_Given data_
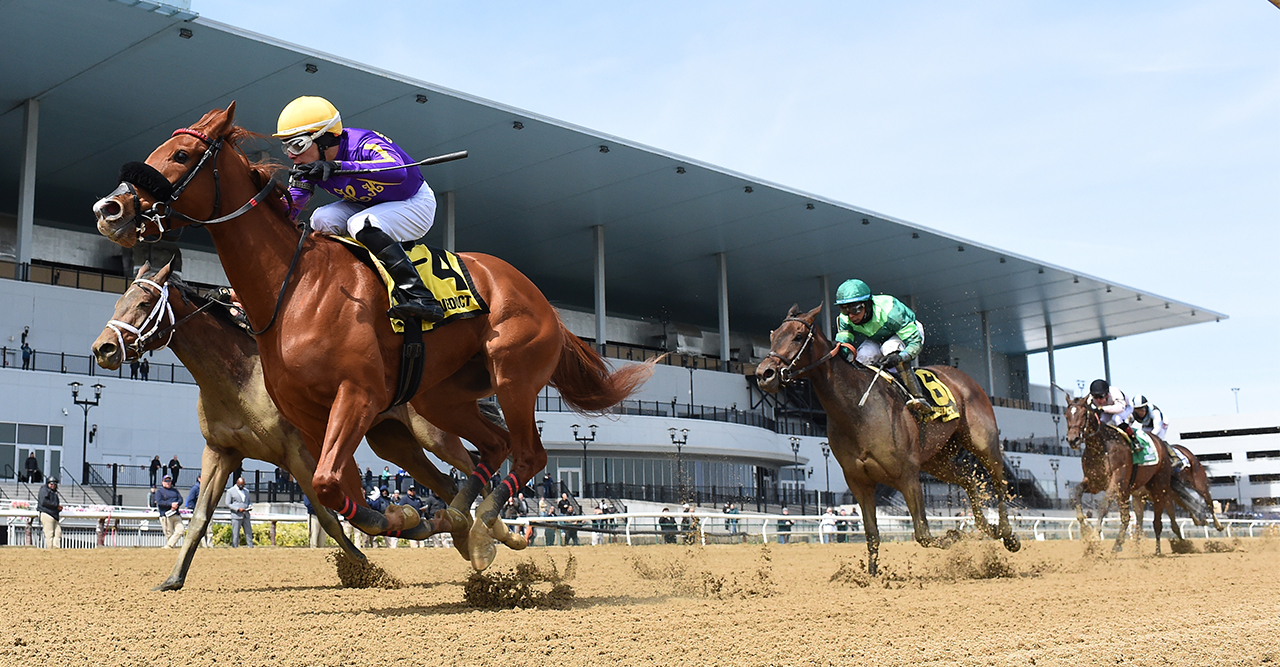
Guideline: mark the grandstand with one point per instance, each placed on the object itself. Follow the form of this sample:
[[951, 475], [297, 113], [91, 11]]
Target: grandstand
[[643, 251]]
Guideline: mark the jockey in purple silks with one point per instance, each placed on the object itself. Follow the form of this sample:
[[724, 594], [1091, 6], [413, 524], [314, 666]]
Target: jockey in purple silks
[[379, 210]]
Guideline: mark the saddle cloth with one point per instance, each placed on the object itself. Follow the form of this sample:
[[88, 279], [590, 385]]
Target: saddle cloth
[[1143, 450], [938, 394], [443, 273]]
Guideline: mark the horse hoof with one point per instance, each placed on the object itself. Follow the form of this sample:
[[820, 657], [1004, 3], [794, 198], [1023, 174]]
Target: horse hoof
[[460, 526], [513, 540], [411, 517], [483, 551]]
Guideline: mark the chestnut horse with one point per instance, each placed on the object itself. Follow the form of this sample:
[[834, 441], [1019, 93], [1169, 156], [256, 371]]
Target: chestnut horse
[[236, 416], [330, 359], [1107, 464], [881, 442]]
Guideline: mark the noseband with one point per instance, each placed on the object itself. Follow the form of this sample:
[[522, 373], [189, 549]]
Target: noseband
[[144, 176], [787, 374]]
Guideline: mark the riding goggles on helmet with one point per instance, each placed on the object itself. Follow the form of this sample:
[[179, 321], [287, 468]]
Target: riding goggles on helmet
[[298, 144]]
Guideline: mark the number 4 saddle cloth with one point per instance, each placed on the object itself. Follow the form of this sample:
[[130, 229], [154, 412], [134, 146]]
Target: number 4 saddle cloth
[[937, 394], [444, 274]]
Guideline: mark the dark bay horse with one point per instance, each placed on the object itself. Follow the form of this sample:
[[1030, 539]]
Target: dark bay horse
[[1107, 464], [881, 442], [329, 356], [236, 415]]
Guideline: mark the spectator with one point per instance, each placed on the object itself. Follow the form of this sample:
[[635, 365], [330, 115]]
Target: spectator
[[667, 525], [193, 494], [240, 505], [315, 531], [32, 469], [50, 507], [785, 528], [827, 525], [566, 508], [174, 467], [168, 501]]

_Your objective_
Set down every one of the lines above word for word, leaving out the pictures.

_Result of this task_
Guideline: mark the grandstand with one point per instance, each placed on the object itself. Follow the form of this sample:
[[951, 475], [297, 113], [91, 11]]
Target: grandstand
[[643, 251]]
Guideline: mark the jockey in purple silks with one point per instance, each placed on the object itself. Follow the form of this sample:
[[724, 594], [1091, 6], [413, 524], [314, 666]]
Target: jockey in purple silks
[[379, 210]]
Guideline: mark the saddle cloth with one point per instance, each placed on the object itself. Follow the form of this sample:
[[88, 279], [590, 385]]
Target: saddle cloth
[[1143, 450], [938, 394], [443, 273]]
Guideline: mark the horse hoof with one point per instance, each placed on the object itself. Follow the form of this sample:
[[820, 657], [1004, 3], [794, 198], [1023, 174]]
Target: horse hoof
[[460, 526], [513, 540], [411, 517], [483, 551]]
Guideline: mark the chestnut horse with one point per instance, each placed on the object itself. Follow the form of this sample:
[[834, 441], [1019, 93], [1169, 156], [256, 371]]
Target: chestnut horse
[[236, 416], [330, 359], [1107, 464], [881, 442]]
Guideline: mark the noseband with one point per instance, each placed on the object itself. Follow the form of this sample:
[[522, 373], [189, 549]]
Target: noseband
[[144, 176], [787, 374]]
Guideline: mark the riding goggles on helmet with one point per instance, each placed on the object itself. Follow the form of this sample:
[[179, 321], [287, 468]]
Target: riding goggles on helmet
[[298, 144]]
Guideline: mark the number 4 saddle cloth with one point per instance, each placed on the object itself. Follow the form of this sample:
[[130, 229], [154, 412], [134, 146]]
Target: number 4 saddle cloth
[[937, 394], [444, 274]]
Guideline: mark the dark bay horse with one point per instance, each placed on the object itself. Follow the form of this sample:
[[1030, 539]]
Target: dark bay horse
[[1107, 464], [881, 442], [329, 356], [236, 415]]
Guideline: mark the spectator with one point per instance, each placed on the object itself. Follow the form of this sample:
[[635, 365], [330, 115]]
Target: spectator
[[667, 525], [193, 494], [240, 505], [315, 531], [32, 469], [50, 507], [785, 528], [827, 525], [566, 508], [174, 467], [168, 501]]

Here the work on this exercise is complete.